Tag Archives: ethics

Defending Genre in the Bible

Does [the Bible] match up with scientific evidence? Who cares? … I do not believe science, history or archaeology of any kind establishes the truthfulness of the scripture in any way. Scripture is true by virtue of God speaking it. If God spoke poetry, or parable, or fiction or a prescientific description of creation, it is true without any verification by any human measurement whatsoever. The freedom of God in inspiration is not restricted to texts that can be interpreted “literally” by historical or scientific judges of other ages and cultures beyond the time the scriptures were written.

In my view, both the scientific establishment’s claims to debunk Genesis and the creationists claims to have established Genesis by way of relating the text to science are worthless.

…Does the Bible need to be authorized by scientists or current events to be true? What view of inspiration is it that puts the Bible on trial before the current scientific and historical models? Has anyone noticed what this obsession with literality does to the Bible itself? – iMonk

iMonk’s idea might make some of us uncomfortable.  And, to be sure, archeological and historical research at the very least provides some affirmation of the Bible.

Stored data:
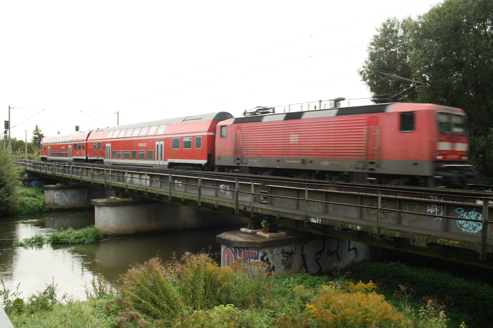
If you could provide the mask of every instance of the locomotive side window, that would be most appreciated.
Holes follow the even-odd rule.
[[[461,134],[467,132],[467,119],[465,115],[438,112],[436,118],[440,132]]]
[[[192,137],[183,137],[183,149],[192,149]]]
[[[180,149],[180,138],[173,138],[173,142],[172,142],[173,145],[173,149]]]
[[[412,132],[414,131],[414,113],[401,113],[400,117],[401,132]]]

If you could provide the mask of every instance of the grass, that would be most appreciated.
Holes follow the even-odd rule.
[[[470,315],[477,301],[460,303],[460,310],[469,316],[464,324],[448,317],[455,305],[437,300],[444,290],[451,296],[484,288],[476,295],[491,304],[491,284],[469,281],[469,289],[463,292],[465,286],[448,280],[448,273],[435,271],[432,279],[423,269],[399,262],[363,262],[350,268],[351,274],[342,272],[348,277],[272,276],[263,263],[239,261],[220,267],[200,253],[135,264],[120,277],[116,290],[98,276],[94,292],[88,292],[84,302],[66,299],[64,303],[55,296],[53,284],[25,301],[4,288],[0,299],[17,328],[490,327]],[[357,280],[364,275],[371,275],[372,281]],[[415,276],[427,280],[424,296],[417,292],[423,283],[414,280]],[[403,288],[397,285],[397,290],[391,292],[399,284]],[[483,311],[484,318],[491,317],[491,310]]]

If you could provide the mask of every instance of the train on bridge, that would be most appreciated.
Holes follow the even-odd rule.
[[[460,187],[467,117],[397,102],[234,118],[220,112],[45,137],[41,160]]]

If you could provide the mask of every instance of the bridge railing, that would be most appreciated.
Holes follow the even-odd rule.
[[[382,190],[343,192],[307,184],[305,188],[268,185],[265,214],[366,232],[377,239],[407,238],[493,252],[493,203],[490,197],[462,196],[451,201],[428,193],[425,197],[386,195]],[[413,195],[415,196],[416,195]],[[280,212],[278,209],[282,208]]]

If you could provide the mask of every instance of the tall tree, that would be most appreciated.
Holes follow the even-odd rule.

(What you will do)
1 > List the kinds of speech that the passage on defending genre in the Bible says God might have spoken while the result would still be true.
2 > According to the passage on defending genre in the Bible, what makes scripture true?
3 > Reproduce the part of the passage on defending genre in the Bible that starts at "Tag Archives: ethics" and ends at "science are worthless.".

(Outputs in order)
1 >
- Poetry
- Parable
- Fiction
- A prescientific description of creation

2 > Scripture is true by virtue of God speaking it.

3 >
Tag Archives: ethics

Defending Genre in the Bible

Does [the Bible] match up with scientific evidence? Who cares? … I do not believe science, history or archaeology of any kind establishes the truthfulness of the scripture in any way. Scripture is true by virtue of God speaking it. If God spoke poetry, or parable, or fiction or a prescientific description of creation, it is true without any verification by any human measurement whatsoever. The freedom of God in inspiration is not restricted to texts that can be interpreted “literally” by historical or scientific judges of other ages and cultures beyond the time the scriptures were written.

In my view, both the scientific establishment’s claims to debunk Genesis and the creationists claims to have established Genesis by way of relating the text to science are worthless.